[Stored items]
• • • •
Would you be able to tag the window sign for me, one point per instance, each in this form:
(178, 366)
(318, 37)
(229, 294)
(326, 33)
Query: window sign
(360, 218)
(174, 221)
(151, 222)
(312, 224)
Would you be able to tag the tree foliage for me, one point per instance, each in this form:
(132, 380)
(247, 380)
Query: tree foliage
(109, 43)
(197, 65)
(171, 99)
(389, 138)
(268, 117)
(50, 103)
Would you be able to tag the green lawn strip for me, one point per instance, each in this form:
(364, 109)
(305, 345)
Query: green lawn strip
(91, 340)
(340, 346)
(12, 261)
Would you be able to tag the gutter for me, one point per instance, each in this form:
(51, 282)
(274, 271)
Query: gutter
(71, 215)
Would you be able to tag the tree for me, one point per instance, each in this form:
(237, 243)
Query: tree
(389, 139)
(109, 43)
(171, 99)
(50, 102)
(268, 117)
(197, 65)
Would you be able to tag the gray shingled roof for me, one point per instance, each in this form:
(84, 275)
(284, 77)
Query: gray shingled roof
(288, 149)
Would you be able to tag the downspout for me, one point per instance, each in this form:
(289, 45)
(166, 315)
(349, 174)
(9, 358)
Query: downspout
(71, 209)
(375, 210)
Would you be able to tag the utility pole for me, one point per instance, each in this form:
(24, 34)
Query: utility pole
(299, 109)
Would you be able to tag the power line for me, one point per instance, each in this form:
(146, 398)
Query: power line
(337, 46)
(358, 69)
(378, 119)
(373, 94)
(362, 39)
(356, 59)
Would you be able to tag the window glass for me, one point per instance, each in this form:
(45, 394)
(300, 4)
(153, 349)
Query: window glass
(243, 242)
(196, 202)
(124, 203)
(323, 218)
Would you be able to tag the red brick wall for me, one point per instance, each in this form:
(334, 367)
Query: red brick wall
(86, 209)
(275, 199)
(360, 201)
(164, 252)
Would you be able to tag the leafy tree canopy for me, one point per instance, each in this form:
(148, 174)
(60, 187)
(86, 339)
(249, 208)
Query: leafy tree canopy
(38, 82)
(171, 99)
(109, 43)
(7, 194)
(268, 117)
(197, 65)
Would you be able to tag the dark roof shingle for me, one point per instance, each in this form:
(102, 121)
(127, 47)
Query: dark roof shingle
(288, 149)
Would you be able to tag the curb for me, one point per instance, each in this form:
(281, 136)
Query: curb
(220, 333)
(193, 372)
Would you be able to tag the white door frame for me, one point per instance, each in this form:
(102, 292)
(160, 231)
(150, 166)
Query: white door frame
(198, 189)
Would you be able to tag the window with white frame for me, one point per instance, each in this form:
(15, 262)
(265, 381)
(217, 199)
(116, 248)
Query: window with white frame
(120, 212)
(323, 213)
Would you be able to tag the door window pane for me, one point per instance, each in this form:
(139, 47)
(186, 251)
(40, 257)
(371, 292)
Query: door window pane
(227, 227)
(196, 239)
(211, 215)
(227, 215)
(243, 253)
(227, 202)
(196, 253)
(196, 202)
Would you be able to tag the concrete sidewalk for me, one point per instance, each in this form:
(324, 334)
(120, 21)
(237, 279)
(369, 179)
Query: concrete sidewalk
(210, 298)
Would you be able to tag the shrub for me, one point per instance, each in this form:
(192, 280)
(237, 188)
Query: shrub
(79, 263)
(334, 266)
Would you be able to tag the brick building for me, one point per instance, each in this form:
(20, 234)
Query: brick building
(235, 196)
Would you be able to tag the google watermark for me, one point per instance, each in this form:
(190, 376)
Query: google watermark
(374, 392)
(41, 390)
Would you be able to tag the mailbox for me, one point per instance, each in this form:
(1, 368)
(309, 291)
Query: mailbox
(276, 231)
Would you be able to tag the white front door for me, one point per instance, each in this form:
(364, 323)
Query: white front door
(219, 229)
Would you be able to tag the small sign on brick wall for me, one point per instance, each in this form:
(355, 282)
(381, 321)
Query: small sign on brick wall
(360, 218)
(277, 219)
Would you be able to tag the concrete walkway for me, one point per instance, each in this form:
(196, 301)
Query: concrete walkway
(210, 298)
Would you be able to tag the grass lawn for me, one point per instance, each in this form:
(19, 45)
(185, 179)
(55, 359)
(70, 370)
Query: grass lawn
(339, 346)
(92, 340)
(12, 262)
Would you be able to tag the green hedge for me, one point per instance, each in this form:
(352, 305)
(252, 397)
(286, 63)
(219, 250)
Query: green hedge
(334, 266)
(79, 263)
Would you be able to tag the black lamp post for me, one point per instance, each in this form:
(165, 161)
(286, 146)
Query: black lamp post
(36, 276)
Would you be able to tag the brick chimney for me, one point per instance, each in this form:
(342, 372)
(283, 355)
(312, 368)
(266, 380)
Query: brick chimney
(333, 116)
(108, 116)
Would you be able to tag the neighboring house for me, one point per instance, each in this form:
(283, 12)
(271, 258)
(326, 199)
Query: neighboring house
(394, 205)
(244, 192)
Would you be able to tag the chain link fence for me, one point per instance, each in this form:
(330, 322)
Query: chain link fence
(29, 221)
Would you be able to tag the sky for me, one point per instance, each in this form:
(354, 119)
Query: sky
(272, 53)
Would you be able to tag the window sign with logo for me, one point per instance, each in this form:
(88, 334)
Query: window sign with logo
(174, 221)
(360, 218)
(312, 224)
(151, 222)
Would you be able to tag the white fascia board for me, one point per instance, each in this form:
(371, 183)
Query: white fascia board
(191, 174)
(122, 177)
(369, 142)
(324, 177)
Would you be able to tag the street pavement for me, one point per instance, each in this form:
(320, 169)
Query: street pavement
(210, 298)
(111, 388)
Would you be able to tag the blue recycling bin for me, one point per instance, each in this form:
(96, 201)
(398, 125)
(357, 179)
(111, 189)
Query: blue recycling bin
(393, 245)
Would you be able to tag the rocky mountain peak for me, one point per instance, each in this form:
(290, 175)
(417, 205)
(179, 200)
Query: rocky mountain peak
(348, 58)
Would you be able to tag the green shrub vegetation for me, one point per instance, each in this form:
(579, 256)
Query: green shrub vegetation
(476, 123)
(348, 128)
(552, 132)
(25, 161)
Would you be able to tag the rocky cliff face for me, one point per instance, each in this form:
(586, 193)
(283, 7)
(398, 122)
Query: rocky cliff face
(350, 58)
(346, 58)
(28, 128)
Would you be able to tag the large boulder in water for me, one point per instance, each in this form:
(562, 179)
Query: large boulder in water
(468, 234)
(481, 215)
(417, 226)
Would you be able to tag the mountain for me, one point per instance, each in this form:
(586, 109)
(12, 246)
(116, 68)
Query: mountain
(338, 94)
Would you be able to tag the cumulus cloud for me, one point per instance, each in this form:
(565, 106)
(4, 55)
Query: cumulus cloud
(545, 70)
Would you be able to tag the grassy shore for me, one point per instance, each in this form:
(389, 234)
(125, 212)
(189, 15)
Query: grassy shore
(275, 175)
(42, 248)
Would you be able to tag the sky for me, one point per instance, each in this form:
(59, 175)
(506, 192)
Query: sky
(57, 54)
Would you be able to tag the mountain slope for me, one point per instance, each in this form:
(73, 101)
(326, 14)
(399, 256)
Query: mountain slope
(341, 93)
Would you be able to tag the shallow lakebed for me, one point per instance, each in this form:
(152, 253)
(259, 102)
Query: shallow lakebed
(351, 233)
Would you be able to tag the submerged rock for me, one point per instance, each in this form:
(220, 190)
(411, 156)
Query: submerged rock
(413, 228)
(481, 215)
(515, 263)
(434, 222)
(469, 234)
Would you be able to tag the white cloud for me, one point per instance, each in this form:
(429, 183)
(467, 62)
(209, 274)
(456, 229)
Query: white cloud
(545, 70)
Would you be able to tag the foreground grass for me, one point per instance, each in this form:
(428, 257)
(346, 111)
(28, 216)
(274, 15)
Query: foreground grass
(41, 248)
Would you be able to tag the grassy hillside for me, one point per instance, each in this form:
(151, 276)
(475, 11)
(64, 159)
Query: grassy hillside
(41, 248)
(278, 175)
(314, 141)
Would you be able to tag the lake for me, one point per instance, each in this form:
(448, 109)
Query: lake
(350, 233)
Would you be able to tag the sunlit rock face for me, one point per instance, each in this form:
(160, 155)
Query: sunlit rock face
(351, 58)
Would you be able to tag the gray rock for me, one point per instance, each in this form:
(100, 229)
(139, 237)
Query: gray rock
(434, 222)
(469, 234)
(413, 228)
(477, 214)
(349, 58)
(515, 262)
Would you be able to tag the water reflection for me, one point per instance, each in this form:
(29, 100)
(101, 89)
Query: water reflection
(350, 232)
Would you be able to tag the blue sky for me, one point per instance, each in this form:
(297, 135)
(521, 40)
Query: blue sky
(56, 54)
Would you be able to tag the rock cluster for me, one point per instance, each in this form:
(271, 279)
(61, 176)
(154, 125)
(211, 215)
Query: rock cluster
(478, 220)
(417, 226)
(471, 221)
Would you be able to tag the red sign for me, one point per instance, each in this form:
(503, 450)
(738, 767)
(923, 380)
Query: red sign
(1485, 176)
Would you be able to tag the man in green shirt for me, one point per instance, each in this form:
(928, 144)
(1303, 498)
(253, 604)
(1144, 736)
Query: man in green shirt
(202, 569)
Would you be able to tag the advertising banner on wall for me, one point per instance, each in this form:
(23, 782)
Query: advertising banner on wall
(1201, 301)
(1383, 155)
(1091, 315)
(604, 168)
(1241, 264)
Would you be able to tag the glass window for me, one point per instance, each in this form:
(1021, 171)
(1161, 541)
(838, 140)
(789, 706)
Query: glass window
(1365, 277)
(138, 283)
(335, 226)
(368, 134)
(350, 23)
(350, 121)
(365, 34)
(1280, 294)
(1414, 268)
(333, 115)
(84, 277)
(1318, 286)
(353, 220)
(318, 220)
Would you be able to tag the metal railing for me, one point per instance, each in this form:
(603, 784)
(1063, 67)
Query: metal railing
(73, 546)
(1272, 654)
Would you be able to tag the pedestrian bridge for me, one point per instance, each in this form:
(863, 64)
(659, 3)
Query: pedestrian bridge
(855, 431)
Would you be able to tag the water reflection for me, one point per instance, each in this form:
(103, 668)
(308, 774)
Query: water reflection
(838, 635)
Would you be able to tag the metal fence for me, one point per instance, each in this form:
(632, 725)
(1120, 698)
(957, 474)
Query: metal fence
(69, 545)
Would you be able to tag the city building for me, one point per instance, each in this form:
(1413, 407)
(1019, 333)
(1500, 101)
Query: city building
• • • •
■ Exercise brief
Exactly how many lines in the records contain the string "city"? Give that number alone.

■ Your response
2